--- What is needed ---
Give every line below, from the one containing "Where can you see the light" through the end of the items, as a numbered list with blank lines left out.

--- Dataset excerpts ---
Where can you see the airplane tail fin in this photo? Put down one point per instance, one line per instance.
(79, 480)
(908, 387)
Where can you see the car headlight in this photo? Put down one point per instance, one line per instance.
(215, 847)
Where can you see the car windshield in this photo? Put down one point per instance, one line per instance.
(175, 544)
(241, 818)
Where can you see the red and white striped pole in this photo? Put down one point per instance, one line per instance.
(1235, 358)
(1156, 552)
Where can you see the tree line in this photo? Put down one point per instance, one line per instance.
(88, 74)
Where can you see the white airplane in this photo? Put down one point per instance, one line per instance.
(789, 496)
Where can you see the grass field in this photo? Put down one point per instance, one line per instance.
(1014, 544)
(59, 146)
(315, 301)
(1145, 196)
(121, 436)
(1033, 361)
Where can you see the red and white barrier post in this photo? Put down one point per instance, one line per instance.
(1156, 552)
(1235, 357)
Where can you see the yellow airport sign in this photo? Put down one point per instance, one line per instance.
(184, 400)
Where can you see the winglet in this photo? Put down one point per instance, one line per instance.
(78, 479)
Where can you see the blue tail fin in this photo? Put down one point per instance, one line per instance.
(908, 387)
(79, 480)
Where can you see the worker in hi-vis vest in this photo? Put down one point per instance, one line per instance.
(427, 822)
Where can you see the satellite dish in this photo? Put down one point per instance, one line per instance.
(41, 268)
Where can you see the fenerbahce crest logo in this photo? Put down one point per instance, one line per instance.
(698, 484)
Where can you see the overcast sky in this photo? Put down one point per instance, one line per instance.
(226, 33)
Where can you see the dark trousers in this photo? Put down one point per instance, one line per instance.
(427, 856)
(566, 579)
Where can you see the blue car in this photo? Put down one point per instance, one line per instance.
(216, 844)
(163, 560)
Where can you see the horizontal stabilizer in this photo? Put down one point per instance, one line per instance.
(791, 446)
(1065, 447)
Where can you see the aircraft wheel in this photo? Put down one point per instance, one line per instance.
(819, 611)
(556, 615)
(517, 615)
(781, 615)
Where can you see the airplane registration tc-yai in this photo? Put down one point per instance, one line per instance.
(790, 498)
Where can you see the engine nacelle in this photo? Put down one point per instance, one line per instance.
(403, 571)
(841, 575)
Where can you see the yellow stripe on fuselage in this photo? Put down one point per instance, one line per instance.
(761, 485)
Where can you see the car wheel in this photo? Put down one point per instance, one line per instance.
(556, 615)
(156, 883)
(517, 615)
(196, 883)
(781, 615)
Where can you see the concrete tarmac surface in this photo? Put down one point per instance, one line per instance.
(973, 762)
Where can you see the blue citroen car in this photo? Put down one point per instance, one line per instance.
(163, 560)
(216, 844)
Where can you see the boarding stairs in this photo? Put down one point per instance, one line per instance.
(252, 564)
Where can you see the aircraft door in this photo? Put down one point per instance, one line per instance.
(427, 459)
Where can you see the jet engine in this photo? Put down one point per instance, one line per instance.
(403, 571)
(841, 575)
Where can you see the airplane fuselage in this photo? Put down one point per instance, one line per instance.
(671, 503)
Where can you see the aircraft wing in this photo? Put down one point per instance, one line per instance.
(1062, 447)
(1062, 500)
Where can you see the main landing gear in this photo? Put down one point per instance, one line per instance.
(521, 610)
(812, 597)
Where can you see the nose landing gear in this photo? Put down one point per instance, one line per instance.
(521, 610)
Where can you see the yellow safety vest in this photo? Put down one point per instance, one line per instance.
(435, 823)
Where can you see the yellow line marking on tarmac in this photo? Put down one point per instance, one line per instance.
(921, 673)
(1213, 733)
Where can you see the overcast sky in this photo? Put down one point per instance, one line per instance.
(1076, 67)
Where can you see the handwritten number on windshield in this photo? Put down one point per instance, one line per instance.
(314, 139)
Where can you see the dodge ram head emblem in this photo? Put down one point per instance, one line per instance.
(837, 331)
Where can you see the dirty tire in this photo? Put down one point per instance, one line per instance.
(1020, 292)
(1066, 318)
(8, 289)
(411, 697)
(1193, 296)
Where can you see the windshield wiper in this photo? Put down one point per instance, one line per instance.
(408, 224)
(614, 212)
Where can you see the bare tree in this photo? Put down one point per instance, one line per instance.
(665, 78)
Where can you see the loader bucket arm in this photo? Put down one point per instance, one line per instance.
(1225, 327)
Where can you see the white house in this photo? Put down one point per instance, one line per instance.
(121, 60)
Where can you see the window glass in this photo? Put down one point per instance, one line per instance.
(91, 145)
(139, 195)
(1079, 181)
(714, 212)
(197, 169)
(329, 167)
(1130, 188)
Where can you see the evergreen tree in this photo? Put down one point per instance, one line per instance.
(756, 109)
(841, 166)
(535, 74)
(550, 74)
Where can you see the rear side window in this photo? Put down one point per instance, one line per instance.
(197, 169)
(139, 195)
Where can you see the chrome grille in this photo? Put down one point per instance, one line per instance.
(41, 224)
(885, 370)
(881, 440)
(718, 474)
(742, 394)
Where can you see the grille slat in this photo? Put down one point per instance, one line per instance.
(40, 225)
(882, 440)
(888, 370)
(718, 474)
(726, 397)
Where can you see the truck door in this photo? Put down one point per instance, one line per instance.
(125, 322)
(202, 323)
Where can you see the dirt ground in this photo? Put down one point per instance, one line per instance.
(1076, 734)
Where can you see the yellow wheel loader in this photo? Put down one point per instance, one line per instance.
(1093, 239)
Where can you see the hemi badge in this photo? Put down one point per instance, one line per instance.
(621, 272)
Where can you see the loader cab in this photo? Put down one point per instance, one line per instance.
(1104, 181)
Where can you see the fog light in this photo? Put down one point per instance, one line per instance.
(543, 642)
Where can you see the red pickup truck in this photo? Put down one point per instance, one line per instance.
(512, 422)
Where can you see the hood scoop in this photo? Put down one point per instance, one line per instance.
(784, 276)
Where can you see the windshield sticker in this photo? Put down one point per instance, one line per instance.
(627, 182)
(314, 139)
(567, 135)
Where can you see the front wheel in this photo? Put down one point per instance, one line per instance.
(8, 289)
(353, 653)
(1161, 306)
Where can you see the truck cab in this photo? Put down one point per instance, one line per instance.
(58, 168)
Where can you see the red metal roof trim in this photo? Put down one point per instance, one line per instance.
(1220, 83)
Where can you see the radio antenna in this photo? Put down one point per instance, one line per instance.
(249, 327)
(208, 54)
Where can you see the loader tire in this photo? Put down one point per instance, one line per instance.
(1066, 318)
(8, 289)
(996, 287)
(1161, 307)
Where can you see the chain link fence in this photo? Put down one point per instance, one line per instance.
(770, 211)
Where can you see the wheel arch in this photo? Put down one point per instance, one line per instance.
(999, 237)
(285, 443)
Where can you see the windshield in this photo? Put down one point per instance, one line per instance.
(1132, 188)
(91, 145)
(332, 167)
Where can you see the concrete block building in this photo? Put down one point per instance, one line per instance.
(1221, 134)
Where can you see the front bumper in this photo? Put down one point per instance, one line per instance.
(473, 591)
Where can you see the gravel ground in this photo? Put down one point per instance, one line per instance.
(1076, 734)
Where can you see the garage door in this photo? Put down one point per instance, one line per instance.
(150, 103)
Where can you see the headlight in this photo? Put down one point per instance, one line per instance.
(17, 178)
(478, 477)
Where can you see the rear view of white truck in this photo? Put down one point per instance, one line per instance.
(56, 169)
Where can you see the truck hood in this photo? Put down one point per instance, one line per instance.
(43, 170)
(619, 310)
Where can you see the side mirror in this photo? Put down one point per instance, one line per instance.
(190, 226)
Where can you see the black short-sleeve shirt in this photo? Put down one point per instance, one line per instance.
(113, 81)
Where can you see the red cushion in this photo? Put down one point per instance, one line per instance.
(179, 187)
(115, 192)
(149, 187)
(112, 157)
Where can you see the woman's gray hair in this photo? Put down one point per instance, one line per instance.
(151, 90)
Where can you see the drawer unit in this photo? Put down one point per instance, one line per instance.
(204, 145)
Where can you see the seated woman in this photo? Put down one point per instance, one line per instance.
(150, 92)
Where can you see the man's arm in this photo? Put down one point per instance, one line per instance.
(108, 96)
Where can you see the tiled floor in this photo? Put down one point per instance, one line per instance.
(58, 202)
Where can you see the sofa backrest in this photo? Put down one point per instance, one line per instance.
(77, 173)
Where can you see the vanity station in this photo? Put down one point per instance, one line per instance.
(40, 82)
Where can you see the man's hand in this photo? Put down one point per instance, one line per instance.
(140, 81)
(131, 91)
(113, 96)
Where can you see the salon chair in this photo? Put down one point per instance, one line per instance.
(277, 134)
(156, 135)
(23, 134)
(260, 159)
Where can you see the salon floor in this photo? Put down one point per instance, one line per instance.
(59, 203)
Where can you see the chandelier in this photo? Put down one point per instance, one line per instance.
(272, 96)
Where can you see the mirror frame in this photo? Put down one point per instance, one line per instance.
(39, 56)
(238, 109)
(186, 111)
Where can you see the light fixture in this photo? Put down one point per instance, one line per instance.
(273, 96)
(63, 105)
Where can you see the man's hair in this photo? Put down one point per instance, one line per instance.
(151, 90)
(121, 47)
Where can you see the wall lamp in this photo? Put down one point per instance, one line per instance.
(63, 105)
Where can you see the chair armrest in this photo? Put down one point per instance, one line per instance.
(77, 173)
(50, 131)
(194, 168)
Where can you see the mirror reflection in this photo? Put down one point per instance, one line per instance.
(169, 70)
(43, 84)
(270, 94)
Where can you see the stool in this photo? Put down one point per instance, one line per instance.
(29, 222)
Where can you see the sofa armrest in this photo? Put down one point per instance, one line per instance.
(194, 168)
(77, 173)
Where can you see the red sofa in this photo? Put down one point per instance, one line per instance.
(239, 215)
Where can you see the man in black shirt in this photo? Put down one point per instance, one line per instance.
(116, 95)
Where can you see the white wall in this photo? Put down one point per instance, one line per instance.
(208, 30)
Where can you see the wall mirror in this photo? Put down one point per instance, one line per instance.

--- Output of the exercise ---
1. Where can you see the light fixture in this photo? Put down one point per instance, one line per instance.
2. (273, 96)
3. (63, 105)
4. Where can you see the man's hair in this photo? Put down one point per instance, one line per instance.
5. (151, 90)
6. (121, 47)
7. Where can you see the wall lamp in this photo? Put down one point per instance, one line per instance.
8. (63, 105)
9. Where can you see the chair armrest in this photo? Put down one point per instance, one line per instance.
10. (77, 173)
11. (50, 131)
12. (194, 168)
13. Where can you see the mirror reflection in this photo? Put down one point per instance, one line per instance.
14. (169, 70)
15. (43, 84)
16. (270, 94)
17. Where can you see the stool in this photo? Put down one point per instance, one line per instance.
18. (29, 222)
19. Where can you see the sofa armrest in this photo? Put down one point per instance, one line per instance.
20. (194, 168)
21. (77, 173)
22. Where can you see the red sofa in this photo? Put down one point per instance, one line per instance.
23. (239, 215)
24. Where can you see the man in black shirt in this photo? Put down one point per instance, one line per instance.
25. (116, 95)
26. Where can you see the white wall in this photo? Put down one point per instance, one line per instance.
27. (208, 30)
28. Where can you see the wall mirror in this photo? Put down one point per instance, one line per instance.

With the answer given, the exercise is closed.